**Trecho fornecido**.
O astigmatismo corneano deve ser avaliado pela topografia em condições mono e binoculares. Caso haja diferença grande no eixo entre as duas condições, há risco de diplopia e o eixo deve ser reavaliado em consultório e na cirurgia.
Amplitude fusional pode ser testada em pacientes com risco alto para diplopia pós refrativa (vide abaixo).
Como saber quem tem mais risco de ter visão dupla após a cirurgia de grau?
BAIXO RISCO:
– Pacientes sem história de estrabismo ou diplopia;
– Pacientes sem prismas atualmente em seus óculos;
– Pacientes com miopia;
– Pacientes com menos de 4 D de anisometropia;
– Pacientes com não mais do que uma foria mínima no teste de cobertura alternada;
– Pacientes com os óculos atuais, refração manifesta e refração cicloplegiada todos dentro de 0,5 DE um do outro;
– Paciente com esotropia acomodativa ou operados de estrabismo com boa amplitude de fusão (10 PD) com a correção da hipermetropia absoluta.

**Experimente**. Com base no trecho fornecido, explique por que o eixo do astigmatismo deve ser reavaliado em consultório e na cirurgia quando a topografia mostra "diferença grande no eixo" entre as condições mono e binoculares.

**Dados do conjunto**.

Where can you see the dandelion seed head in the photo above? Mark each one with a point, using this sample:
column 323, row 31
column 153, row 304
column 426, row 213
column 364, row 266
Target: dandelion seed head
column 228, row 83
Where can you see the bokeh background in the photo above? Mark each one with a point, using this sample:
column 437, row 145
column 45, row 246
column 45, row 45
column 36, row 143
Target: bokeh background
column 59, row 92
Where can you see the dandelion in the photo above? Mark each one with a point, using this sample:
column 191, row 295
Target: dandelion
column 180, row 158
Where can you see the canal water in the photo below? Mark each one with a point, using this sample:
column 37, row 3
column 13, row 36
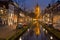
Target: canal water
column 30, row 35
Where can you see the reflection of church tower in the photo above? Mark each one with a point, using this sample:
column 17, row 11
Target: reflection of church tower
column 37, row 11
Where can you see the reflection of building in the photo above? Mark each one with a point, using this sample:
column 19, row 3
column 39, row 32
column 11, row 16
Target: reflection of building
column 37, row 11
column 3, row 11
column 53, row 11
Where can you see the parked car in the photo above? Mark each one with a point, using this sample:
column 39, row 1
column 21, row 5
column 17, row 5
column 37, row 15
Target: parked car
column 19, row 26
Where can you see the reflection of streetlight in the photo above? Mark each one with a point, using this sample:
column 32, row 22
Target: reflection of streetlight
column 1, row 11
column 43, row 29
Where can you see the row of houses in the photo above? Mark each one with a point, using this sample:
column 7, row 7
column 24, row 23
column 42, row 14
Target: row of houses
column 9, row 11
column 52, row 15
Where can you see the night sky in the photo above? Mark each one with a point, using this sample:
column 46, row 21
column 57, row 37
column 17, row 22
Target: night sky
column 30, row 4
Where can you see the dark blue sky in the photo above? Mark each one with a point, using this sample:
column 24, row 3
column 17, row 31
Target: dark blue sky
column 30, row 4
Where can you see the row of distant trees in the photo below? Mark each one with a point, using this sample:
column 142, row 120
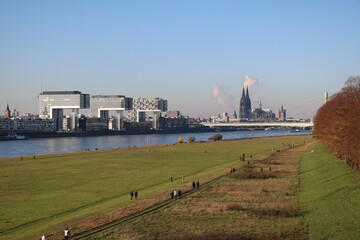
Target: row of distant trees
column 337, row 123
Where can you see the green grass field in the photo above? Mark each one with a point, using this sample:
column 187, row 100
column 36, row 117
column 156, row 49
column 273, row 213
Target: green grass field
column 87, row 189
column 50, row 192
column 329, row 196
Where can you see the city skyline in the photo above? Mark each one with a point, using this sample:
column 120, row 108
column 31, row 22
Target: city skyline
column 197, row 55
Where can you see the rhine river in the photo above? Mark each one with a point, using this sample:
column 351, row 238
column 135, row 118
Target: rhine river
column 38, row 146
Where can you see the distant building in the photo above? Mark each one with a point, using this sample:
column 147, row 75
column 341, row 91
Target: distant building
column 101, row 105
column 7, row 112
column 234, row 116
column 143, row 106
column 225, row 117
column 245, row 105
column 24, row 125
column 282, row 114
column 52, row 104
column 96, row 124
column 173, row 114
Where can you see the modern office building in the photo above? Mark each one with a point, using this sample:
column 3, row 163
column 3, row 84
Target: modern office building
column 282, row 114
column 7, row 113
column 143, row 106
column 245, row 105
column 101, row 105
column 52, row 104
column 24, row 125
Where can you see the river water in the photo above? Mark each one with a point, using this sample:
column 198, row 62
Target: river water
column 39, row 146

**Resposta**. Uma diferença grande no eixo entre as condições mono e binoculares indica risco de diplopia. Por isso, o eixo precisa ser reavaliado em consultório e na cirurgia.